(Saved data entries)
════════════════════

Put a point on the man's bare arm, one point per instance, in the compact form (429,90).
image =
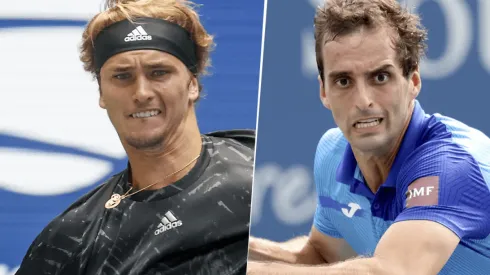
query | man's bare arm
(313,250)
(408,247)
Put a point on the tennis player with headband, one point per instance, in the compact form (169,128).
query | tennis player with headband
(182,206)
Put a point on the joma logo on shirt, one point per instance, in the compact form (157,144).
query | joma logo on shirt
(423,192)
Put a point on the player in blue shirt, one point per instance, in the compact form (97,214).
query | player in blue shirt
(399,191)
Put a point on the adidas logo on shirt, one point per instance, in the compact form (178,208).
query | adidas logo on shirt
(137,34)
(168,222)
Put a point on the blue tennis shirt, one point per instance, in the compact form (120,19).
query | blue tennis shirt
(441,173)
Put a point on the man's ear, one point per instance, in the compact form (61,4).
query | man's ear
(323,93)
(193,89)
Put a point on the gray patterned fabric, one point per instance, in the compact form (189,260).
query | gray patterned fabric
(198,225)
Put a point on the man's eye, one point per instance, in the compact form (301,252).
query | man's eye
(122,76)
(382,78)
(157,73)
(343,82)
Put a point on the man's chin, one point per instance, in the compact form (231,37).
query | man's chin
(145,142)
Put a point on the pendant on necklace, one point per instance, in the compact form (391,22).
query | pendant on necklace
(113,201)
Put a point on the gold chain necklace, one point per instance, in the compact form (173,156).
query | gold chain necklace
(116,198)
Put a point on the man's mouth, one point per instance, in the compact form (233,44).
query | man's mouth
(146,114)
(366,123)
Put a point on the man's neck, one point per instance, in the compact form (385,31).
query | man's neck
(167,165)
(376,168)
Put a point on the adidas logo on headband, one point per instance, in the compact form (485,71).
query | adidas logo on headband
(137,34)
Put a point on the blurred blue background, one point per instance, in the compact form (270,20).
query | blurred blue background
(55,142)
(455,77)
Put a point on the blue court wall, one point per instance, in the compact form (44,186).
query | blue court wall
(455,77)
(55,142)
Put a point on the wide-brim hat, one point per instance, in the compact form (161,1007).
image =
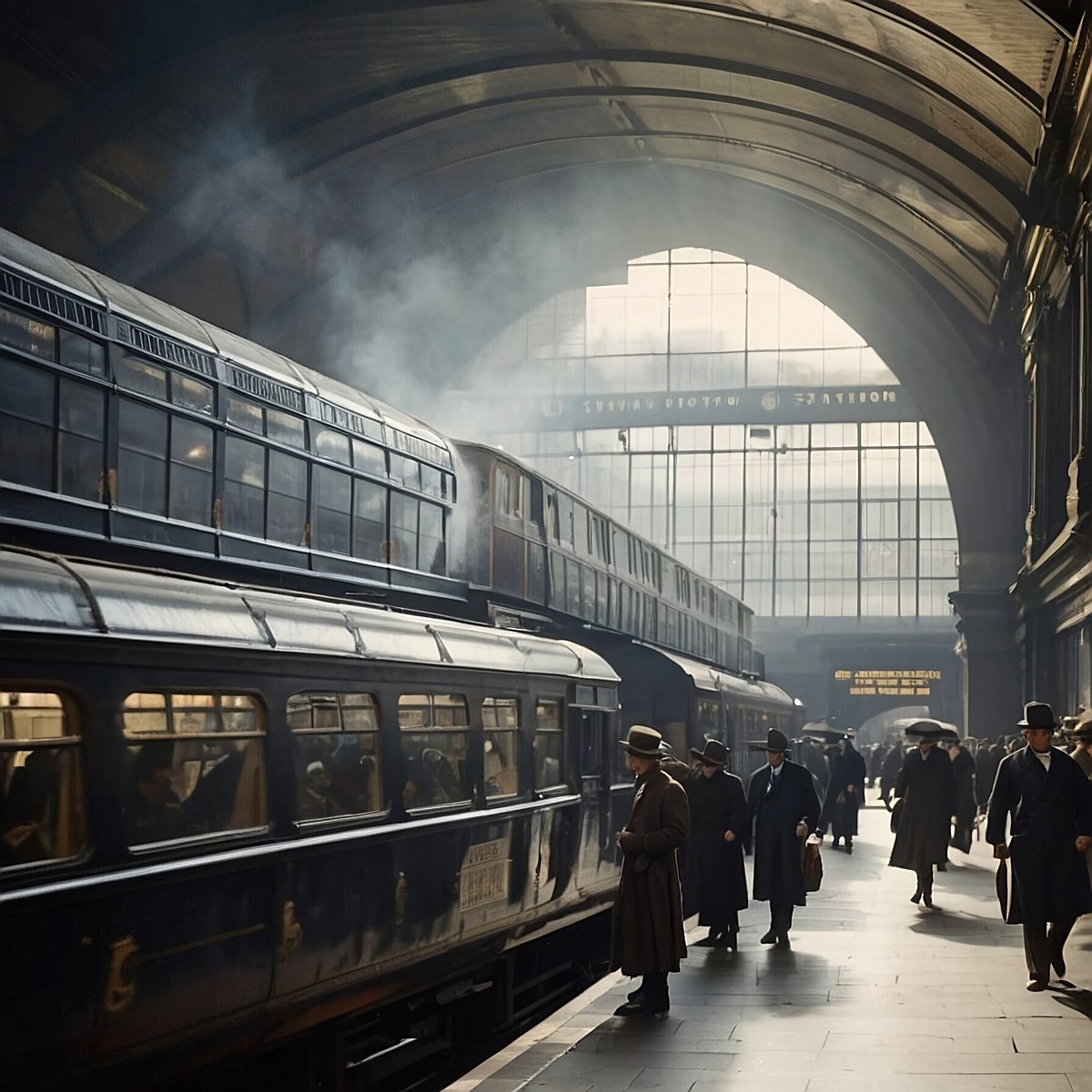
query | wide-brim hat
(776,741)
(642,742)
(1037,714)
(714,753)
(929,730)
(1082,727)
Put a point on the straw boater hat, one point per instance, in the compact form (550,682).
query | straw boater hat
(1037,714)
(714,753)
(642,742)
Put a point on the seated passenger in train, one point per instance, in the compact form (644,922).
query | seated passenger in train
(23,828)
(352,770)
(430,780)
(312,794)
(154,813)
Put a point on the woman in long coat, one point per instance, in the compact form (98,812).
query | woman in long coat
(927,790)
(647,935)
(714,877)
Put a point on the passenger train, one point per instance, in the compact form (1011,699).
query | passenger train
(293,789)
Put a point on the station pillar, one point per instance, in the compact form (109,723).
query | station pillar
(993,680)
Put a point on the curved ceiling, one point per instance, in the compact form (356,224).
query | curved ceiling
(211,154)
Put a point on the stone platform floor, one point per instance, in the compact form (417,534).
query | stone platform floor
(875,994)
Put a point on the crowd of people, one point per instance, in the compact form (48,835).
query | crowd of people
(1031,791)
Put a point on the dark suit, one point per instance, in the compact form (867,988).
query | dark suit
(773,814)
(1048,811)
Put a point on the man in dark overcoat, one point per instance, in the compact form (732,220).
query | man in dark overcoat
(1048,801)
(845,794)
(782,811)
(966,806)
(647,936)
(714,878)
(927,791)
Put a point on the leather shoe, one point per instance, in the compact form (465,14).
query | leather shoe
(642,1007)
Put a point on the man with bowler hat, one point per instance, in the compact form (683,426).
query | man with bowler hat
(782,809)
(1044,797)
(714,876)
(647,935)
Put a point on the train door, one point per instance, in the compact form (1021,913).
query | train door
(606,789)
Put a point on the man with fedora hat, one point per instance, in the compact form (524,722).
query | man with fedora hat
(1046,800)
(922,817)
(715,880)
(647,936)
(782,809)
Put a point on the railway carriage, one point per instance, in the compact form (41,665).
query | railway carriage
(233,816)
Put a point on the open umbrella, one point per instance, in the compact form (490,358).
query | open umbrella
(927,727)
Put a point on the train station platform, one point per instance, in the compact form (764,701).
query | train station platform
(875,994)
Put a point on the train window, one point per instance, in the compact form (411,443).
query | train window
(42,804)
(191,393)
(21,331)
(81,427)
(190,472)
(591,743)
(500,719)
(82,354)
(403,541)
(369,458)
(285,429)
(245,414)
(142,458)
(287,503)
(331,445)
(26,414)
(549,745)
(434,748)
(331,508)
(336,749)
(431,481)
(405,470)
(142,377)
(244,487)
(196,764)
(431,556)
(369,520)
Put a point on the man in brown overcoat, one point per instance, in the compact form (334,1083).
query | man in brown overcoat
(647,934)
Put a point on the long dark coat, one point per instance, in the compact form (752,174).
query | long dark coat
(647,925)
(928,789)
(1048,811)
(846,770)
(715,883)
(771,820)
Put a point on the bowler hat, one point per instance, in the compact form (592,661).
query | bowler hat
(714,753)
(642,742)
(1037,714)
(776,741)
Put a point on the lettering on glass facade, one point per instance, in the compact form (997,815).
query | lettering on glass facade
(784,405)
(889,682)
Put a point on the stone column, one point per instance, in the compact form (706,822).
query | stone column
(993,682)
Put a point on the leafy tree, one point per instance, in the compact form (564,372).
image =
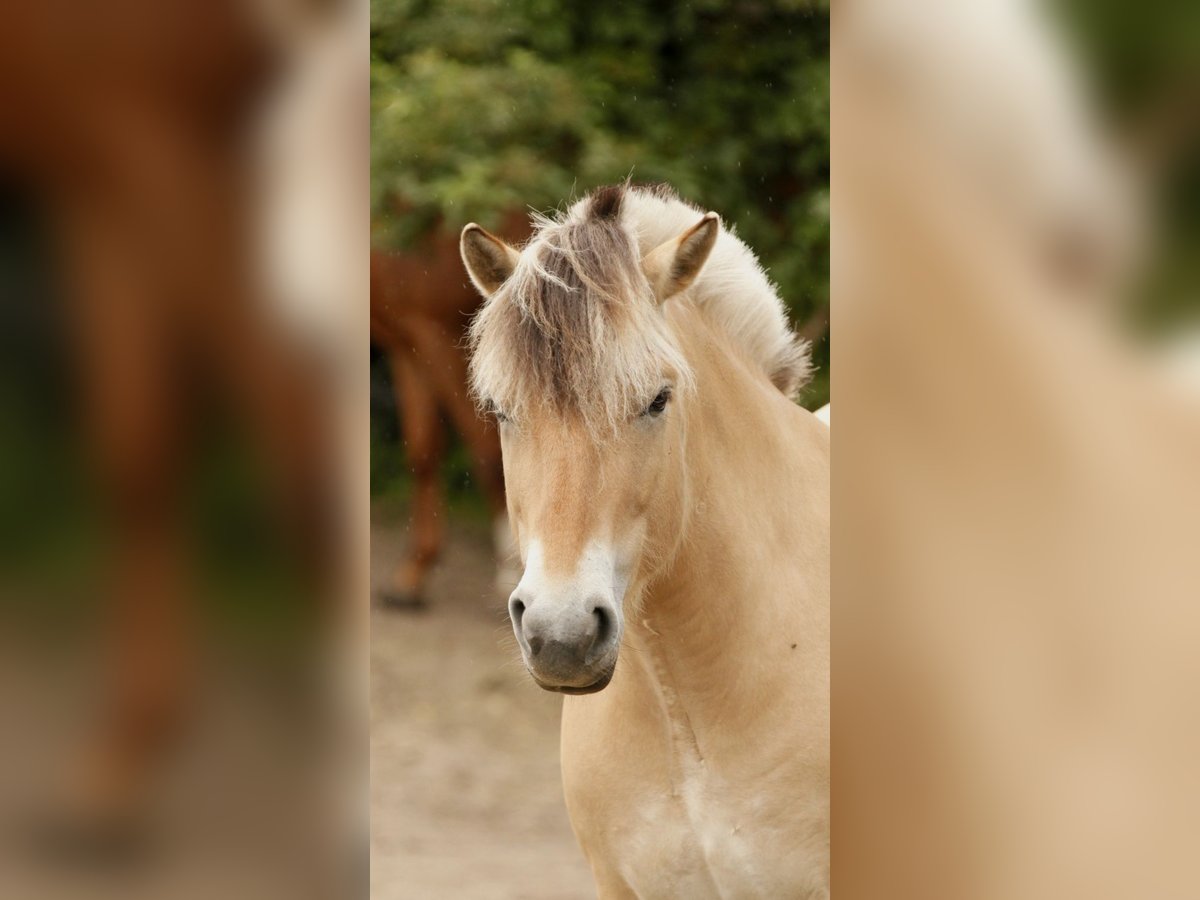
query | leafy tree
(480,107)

════════════════════

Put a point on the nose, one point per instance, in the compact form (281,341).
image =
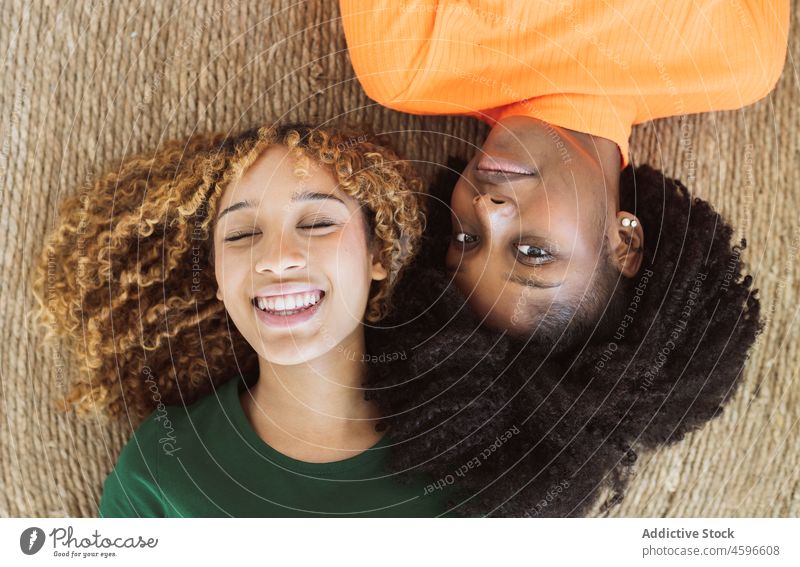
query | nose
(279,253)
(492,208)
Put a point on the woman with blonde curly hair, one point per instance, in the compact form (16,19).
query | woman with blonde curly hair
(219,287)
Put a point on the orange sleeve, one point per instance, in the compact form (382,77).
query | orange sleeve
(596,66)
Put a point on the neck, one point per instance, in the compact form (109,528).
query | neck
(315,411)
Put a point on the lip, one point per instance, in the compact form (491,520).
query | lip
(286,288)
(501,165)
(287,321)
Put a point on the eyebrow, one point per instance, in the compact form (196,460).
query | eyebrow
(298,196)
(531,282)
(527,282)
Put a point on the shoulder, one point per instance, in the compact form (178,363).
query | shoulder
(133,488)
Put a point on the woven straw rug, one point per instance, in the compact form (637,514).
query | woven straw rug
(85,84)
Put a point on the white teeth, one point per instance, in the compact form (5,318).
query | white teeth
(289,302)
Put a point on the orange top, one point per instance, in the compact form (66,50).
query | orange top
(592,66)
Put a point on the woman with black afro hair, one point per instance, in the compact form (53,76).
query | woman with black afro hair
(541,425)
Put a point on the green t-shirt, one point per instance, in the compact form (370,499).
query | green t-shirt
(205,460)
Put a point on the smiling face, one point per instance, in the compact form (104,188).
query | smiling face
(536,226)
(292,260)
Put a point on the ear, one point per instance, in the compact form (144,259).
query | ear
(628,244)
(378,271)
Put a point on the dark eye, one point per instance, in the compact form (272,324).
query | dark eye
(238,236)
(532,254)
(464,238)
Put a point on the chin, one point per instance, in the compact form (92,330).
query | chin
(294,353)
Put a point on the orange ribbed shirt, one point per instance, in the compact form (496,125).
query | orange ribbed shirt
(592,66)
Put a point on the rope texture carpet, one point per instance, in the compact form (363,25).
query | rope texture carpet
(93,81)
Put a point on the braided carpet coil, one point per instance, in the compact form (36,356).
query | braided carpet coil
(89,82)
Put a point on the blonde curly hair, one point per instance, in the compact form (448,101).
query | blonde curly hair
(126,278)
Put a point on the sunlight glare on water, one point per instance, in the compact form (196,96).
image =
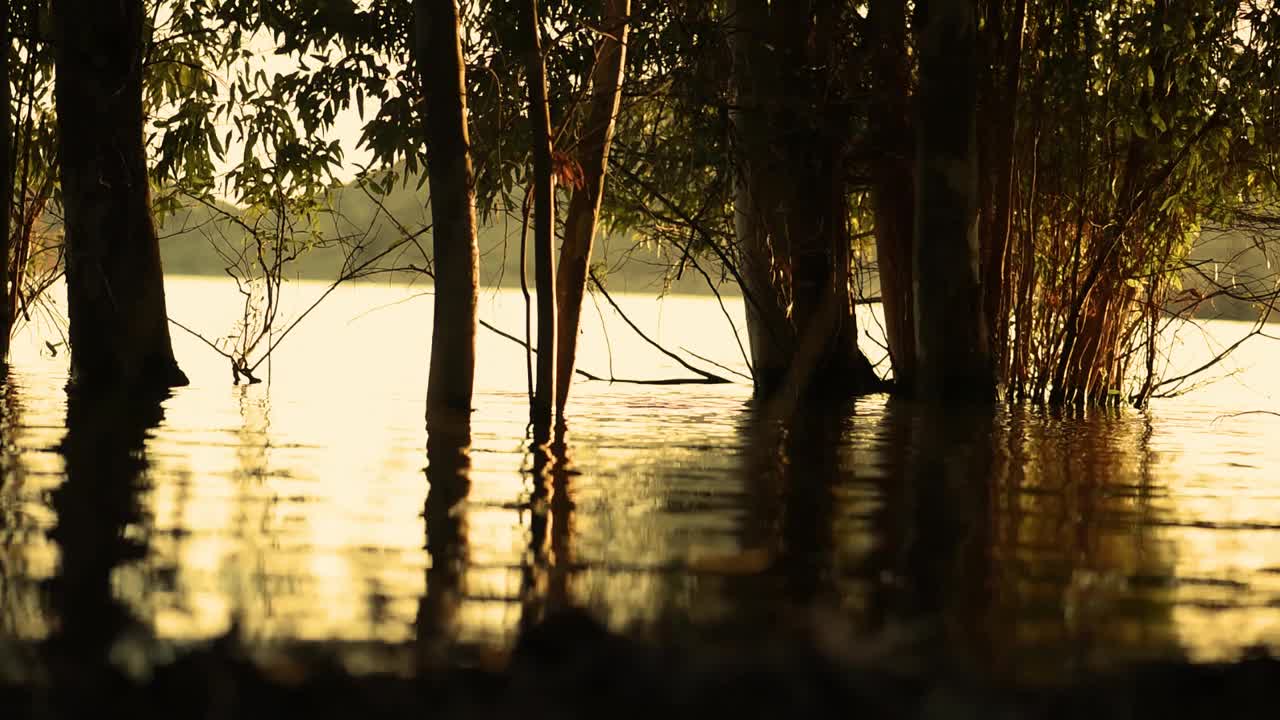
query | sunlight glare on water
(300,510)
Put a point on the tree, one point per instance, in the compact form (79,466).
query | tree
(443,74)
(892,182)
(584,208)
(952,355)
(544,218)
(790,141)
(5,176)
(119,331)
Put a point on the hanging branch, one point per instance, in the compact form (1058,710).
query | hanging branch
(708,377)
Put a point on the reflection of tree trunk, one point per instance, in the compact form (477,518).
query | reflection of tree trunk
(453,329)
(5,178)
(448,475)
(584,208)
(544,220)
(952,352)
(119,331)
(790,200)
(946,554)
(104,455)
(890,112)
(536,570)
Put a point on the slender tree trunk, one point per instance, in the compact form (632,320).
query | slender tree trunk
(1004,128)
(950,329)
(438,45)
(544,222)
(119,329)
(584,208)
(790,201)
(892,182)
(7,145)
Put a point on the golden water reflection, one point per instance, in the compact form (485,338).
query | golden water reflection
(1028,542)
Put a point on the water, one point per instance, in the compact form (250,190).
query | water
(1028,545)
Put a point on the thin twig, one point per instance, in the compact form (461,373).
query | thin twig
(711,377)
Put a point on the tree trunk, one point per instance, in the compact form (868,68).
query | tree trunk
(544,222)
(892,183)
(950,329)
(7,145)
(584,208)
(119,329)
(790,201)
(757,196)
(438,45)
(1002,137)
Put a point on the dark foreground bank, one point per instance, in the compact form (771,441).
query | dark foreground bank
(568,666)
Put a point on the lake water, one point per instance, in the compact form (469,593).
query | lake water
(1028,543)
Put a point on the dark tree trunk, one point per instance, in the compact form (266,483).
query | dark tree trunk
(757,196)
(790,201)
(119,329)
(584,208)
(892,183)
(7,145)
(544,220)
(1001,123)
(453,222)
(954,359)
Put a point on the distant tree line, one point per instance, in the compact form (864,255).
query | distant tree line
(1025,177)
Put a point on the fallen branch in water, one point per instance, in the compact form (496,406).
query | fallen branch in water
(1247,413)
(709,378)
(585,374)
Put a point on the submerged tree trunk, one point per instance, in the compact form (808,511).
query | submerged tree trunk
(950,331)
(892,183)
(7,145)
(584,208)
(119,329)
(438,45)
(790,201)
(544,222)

════════════════════

**Instructions for the task**. Filter the records above and copy out each line that contains the string "hanging", matching case exactly.

**Written solution**.
Put a point on the hanging branch, one point per instance, in the compact form (1058,710).
query | hanging branch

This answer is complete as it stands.